*Directions for this task:*
Where a line of the entries holds the string "dress", copy that line.

Point-per-instance localization data
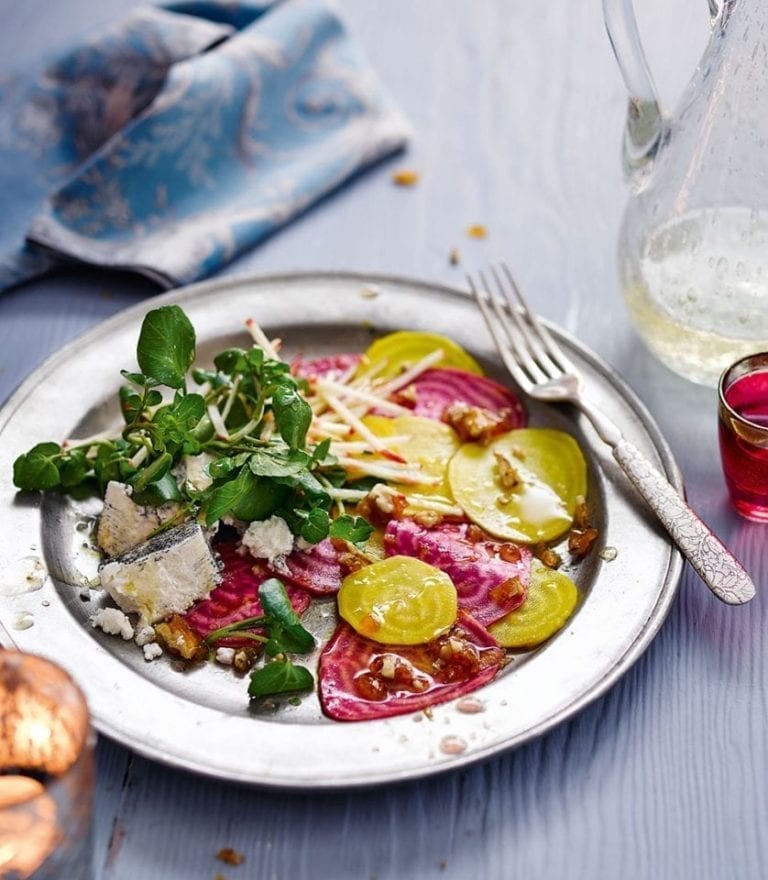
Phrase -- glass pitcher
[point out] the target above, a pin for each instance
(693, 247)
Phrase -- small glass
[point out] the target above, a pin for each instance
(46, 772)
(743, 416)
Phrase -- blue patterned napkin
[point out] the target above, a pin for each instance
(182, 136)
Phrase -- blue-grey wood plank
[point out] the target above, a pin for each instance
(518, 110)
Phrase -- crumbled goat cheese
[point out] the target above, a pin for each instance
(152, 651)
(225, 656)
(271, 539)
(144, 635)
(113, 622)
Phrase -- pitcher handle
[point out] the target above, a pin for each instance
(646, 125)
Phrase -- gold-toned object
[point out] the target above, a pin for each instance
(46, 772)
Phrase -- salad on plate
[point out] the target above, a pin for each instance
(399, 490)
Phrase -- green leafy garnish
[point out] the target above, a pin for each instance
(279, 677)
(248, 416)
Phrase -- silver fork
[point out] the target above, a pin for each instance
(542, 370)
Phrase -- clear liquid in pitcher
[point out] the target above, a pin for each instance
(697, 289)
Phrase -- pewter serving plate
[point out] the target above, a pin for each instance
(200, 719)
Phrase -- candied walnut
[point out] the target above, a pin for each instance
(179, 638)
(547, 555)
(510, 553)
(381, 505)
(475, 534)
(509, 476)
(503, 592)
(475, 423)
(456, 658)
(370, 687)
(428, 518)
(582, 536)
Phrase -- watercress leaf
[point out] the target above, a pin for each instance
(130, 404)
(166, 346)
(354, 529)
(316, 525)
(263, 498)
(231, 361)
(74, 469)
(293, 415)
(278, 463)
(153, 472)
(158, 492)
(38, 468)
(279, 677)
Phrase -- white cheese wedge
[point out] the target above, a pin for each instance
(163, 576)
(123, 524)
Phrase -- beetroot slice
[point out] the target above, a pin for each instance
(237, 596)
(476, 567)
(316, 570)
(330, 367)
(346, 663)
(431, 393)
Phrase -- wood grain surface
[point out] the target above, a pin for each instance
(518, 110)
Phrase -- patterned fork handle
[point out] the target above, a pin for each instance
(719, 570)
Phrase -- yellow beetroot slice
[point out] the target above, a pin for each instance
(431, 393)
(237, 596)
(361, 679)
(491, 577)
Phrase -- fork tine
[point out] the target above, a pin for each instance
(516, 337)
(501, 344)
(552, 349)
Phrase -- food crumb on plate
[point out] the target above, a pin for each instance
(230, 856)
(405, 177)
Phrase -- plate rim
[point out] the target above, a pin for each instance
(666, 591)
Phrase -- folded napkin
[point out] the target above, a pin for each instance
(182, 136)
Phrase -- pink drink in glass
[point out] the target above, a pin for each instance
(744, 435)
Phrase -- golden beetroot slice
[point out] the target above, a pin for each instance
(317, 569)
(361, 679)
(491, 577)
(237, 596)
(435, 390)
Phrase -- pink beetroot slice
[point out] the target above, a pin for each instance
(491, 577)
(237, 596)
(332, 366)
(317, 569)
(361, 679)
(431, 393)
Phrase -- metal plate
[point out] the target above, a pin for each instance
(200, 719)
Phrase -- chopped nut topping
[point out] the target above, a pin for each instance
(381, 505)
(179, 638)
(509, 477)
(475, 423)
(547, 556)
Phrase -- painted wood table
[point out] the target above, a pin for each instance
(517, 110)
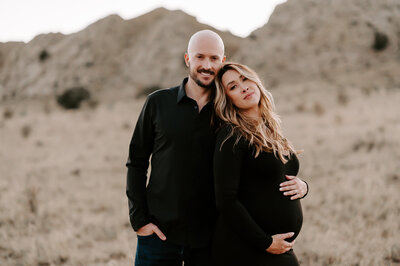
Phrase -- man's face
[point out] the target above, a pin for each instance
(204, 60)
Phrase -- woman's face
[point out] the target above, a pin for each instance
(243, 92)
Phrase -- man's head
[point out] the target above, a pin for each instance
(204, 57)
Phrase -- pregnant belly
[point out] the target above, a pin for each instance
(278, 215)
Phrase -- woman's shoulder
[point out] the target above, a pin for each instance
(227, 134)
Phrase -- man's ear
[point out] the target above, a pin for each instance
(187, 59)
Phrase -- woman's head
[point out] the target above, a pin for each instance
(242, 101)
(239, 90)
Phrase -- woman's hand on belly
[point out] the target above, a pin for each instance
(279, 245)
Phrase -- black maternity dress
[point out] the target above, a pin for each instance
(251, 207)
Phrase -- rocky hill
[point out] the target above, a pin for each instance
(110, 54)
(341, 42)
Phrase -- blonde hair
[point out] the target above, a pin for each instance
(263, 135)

---

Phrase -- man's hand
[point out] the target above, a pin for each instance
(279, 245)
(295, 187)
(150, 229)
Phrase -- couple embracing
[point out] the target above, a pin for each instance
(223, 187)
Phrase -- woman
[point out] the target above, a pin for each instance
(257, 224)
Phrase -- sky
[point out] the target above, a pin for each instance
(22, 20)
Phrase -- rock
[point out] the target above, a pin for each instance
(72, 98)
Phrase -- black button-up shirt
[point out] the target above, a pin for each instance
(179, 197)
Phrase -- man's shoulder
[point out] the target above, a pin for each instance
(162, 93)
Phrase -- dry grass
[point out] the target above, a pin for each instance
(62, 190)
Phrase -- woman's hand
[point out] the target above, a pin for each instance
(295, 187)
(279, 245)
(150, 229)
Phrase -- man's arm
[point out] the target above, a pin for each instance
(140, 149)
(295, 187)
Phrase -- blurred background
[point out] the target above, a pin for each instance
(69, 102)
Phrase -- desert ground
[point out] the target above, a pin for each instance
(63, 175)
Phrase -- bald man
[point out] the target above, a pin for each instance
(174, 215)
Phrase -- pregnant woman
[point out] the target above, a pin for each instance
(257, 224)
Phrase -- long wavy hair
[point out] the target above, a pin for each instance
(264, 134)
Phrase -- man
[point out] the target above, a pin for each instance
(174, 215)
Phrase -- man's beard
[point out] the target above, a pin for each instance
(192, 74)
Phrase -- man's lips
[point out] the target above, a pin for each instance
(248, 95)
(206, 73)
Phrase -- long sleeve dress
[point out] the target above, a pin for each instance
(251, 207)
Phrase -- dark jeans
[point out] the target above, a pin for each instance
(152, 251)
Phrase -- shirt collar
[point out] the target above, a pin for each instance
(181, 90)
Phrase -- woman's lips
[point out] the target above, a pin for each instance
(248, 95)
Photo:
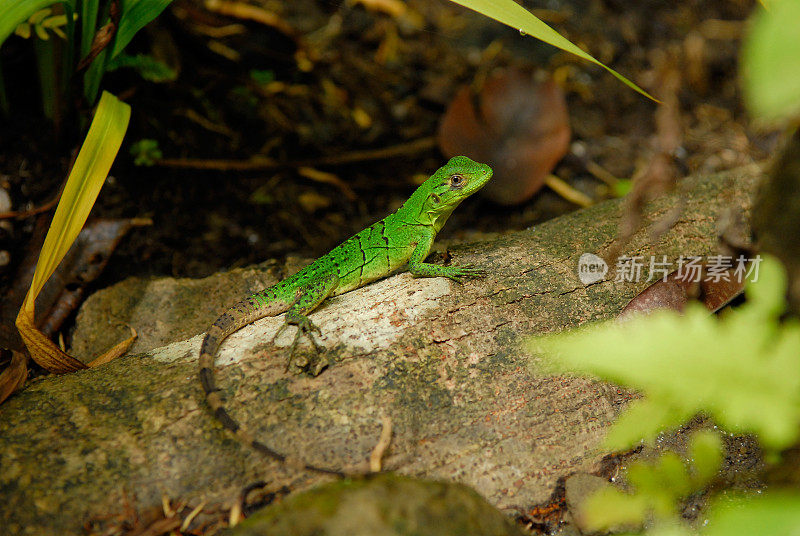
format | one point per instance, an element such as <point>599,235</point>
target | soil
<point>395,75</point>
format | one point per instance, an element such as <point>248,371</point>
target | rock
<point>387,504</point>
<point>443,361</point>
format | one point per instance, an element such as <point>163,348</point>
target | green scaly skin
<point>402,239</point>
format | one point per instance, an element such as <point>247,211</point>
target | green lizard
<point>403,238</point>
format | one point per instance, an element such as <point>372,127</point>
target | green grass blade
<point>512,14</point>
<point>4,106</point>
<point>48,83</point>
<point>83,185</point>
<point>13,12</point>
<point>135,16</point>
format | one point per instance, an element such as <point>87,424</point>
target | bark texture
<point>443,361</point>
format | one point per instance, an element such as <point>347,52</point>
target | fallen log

*Result:*
Phrase -- black maternity dress
Phrase -- long sleeve dress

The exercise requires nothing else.